- What this task involves -
Each line of the listing below should be restated word for word.

- Information given -

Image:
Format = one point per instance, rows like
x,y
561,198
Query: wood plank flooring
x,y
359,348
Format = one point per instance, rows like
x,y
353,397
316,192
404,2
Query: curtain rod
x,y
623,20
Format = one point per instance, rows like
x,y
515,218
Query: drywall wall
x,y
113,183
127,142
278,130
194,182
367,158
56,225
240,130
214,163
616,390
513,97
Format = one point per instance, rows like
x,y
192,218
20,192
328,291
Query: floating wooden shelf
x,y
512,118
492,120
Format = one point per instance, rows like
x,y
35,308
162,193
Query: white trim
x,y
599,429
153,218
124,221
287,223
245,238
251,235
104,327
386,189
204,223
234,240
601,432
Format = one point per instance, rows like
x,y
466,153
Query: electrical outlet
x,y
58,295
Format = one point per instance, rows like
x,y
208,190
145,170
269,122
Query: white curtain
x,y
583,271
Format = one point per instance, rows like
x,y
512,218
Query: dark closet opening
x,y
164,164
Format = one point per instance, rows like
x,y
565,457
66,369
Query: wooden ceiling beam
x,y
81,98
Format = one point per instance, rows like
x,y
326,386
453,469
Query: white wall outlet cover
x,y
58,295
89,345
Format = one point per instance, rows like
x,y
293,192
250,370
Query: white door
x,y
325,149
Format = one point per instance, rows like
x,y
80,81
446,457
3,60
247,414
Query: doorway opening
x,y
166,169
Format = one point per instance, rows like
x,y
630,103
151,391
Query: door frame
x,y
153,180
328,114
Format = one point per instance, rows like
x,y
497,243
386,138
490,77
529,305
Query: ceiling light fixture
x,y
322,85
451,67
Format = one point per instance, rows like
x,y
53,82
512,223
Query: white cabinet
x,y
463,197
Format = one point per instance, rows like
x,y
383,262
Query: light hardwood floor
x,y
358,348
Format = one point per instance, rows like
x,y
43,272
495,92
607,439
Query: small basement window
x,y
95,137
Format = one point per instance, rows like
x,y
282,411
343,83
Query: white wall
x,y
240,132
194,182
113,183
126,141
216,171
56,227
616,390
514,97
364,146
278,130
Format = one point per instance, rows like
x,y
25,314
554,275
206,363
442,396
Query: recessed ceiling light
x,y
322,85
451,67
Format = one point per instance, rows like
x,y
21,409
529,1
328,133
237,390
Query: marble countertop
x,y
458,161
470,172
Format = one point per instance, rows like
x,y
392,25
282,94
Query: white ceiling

- Exercise result -
Image:
Format = one point per instance, rows like
x,y
561,198
Query: wood plank flooring
x,y
359,348
Format = one point per instance, rows like
x,y
353,397
316,192
404,2
Query: curtain rod
x,y
623,20
Format = one point per instance, rows like
x,y
515,218
Query: drywall wall
x,y
113,183
127,142
278,130
194,182
367,158
56,225
240,130
214,163
616,390
513,97
Format = one point per instance, rows like
x,y
192,218
20,192
328,291
Query: floating wooden shelf
x,y
512,118
492,120
Format = one point per instance, rows like
x,y
35,308
162,193
Query: white trim
x,y
599,429
153,218
124,221
287,223
245,238
251,235
104,327
386,189
204,223
234,240
601,432
Format = one point per instance, rows like
x,y
466,153
Query: electrical outlet
x,y
58,295
Format = one point per instance, rows like
x,y
208,190
145,170
269,122
Query: white curtain
x,y
583,271
Format = one point per instance, rows like
x,y
512,218
Query: dark closet opening
x,y
164,164
Format = one point per instance, rows like
x,y
565,457
66,369
Query: wooden ceiling beam
x,y
81,98
Format = one point per instance, rows like
x,y
326,386
453,469
Query: white wall outlet cover
x,y
58,295
89,345
Format = one point per instance, rows like
x,y
293,192
250,370
Query: white door
x,y
325,149
Format = one point per instance, rows like
x,y
80,81
446,457
3,60
247,414
Query: doorway opening
x,y
166,169
Format = one point per instance, rows like
x,y
630,103
151,391
Query: door frame
x,y
153,180
328,114
Format = one point per instance, rows like
x,y
497,243
386,138
490,77
529,305
Query: ceiling light fixture
x,y
322,85
451,67
Format = one point per instance, rows like
x,y
53,82
512,223
Query: white cabinet
x,y
463,197
Format = one point per instance, rows like
x,y
383,262
Query: light hardwood floor
x,y
358,348
Format = one point per instance, rows like
x,y
43,272
495,92
607,439
Query: small basement window
x,y
95,137
Format = one point per instance, rows like
x,y
282,411
343,83
Query: white wall
x,y
240,132
194,182
113,183
126,141
216,171
56,227
616,390
514,97
364,146
278,130
Format = one point per instance, rows like
x,y
25,314
554,275
206,363
442,396
Query: recessed ceiling light
x,y
322,85
451,67
Format = one point per instance, rows like
x,y
21,409
529,1
328,133
237,390
Query: marble countertop
x,y
458,161
470,172
Format = one point per instance, rows like
x,y
392,25
282,94
Query: white ceiling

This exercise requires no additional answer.